Alex Ferrari 1:39:58
We'll be right back after a word for Mr. sponsor. And now back to the show.
Daniel Stamm 1:40:07
Which sounds great. But obviously, if you pumped 25 $24 million into something, you could market anything. But that was kind of great. And because it's unfortunately true that all Hollywood ever looks at is your last movie and how successful your last movie was. And they go, for some reason, they rate success by box office, which is like such crap, because I had nothing to do with the marketing. You know, the movie could be horrible. And there was great marketing. And it was a great box office success that I then get hired for the next movie because they think I'm a great director, because the movie did well, kind of doesn't make sense. And the other way around, I can have the greatest movie, if you look at Steve Jobs this weekend, which is, you know, an amazing movie with amazing Oscar winning winning talent, but totally flopped at the weekend. If you just judge Danny Boyle by the box office income, then I guess he's a bad filmmaker now or something. So it's it's bizarre, but it kind of opened a lot of doors for me afterwards. And got me to
Jason Buff 1:41:07
Did you go back to Germany? And what kind of get to promote there?
Daniel Stamm 1:41:10
Yeah, I did. But Last Exorcism was a huge flop in Germany. And it wasn't even a big release. It's very weird, like, which was huge. And France, huge. Italy, completely flopped in Spain, completely weird went up against Harry Potter, complete. Germany, my friends hadn't even heard of it. So that was a little bit. Obviously, what
Jason Buff 1:41:32
Did you tell them? You say I'm a big filmmaker. Well, that's why I'm really famous.
Daniel Stamm 1:41:38
Like, yeah, that's why Facebook is so important, so that everyone knows what successful filmmaker. Yeah, and then I made my next movie called 13. Since then, really proud of and there was a lot of fun to make, and that I would argue, is as good as the last exorcism, but it made $9,000 at the box office, it was screening on 22 screens, which again, has nothing to do with the movie, it's just the dimension, it was dimension movie and dimension hasn't had a hit in a long time. So they just don't have the money. Even if they want it, they couldn't pump $24 million into marketing the movie. So if you're working with dimension, you kind of know that you're probably not going to go theatrical until you're unless you're like screen five or scary movie or something. And then suddenly, my career is judged by my last box office, which is $9,000. So all the cachet that you have, after the $70 million movie is kind of out the window. And it's not, you know, it's not your fault, but there's nothing you can do against it, you kind of live and die with your movie, and you're held responsible even for stuff that you had no influence over.

- Task set
[1] According to the interview transcript, how much did the movie 13 make at the box office?
[2] In the interview transcript, rename "Germany" as "Austria" and give the part from "Daniel Stamm 1:41:10" to "I'm really famous." again.

- Records provided
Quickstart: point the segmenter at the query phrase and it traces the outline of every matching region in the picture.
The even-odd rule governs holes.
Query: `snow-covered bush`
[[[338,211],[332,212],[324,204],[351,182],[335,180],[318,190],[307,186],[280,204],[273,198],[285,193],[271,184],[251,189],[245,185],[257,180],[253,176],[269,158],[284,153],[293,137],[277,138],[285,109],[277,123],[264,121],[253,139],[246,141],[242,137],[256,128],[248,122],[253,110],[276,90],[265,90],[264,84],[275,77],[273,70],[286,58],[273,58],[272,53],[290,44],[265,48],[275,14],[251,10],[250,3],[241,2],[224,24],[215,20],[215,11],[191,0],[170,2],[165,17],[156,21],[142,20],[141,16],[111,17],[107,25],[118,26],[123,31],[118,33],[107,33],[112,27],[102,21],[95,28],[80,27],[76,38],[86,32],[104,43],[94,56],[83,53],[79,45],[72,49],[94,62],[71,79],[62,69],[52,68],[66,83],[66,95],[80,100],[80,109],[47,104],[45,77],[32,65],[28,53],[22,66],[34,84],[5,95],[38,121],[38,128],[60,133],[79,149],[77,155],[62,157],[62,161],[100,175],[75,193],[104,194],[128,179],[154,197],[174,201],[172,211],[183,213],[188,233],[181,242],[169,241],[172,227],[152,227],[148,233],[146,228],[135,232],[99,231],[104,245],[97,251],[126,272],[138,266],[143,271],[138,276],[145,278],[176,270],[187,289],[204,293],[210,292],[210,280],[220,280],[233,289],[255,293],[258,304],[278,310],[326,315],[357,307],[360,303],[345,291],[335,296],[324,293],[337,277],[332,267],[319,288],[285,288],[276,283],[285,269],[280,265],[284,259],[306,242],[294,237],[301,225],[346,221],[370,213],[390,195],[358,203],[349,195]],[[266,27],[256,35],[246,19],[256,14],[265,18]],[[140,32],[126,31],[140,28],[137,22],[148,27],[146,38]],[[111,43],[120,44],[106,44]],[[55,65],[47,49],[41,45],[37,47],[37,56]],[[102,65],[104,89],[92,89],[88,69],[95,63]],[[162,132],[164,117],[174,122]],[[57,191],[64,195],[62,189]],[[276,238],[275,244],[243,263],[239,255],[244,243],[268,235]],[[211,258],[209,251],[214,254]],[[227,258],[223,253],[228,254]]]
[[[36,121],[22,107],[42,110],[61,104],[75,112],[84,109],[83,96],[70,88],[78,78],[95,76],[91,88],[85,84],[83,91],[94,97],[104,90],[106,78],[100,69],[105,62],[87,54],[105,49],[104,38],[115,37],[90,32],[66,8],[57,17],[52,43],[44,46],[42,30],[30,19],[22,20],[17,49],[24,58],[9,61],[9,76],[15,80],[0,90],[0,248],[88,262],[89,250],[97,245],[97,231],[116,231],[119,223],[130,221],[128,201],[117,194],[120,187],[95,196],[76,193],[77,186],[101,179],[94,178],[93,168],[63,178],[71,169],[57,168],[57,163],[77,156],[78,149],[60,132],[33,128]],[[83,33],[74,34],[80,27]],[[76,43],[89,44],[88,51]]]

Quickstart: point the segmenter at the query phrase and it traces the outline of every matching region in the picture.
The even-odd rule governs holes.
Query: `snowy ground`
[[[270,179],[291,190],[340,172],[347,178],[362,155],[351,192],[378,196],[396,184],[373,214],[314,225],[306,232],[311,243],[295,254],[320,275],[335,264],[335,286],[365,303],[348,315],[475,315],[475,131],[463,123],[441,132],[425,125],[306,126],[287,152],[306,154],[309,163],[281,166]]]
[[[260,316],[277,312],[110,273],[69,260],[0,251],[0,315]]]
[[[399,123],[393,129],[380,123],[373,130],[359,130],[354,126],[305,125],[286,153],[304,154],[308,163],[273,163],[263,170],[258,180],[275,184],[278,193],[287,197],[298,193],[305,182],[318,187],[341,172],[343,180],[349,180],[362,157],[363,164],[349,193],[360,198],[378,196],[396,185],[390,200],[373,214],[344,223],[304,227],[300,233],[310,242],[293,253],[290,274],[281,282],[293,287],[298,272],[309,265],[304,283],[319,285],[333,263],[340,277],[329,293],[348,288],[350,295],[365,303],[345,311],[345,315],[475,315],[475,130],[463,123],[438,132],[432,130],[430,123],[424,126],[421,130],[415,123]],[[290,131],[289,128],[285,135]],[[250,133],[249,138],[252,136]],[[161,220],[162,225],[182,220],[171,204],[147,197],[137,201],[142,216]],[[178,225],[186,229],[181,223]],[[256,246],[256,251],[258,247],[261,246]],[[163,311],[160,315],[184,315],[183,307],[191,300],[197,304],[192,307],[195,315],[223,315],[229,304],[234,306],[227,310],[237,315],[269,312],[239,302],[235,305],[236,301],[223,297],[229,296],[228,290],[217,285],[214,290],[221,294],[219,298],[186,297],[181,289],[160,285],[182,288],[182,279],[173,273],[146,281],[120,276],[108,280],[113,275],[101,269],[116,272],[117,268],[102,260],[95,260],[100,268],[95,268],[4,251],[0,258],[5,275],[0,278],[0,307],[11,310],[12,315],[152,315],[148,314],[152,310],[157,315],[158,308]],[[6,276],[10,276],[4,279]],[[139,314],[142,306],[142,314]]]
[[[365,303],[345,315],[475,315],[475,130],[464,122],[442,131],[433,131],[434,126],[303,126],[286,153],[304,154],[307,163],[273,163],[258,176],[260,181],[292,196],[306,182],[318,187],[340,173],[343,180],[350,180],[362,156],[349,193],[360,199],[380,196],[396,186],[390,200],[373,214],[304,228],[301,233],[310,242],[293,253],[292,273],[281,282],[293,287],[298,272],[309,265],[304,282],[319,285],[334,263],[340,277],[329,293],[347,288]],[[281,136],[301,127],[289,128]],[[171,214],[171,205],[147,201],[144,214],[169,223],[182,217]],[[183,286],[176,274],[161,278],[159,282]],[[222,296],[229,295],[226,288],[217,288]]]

- Answers in order
[1] $9,000

[2]
Daniel Stamm 1:41:10
Yeah, I did. But Last Exorcism was a huge flop in Austria. And it wasn't even a big release. It's very weird, like, which was huge. And France, huge. Italy, completely flopped in Spain, completely weird went up against Harry Potter, complete. Austria, my friends hadn't even heard of it. So that was a little bit. Obviously, what
Jason Buff 1:41:32
Did you tell them? You say I'm a big filmmaker. Well, that's why I'm really famous.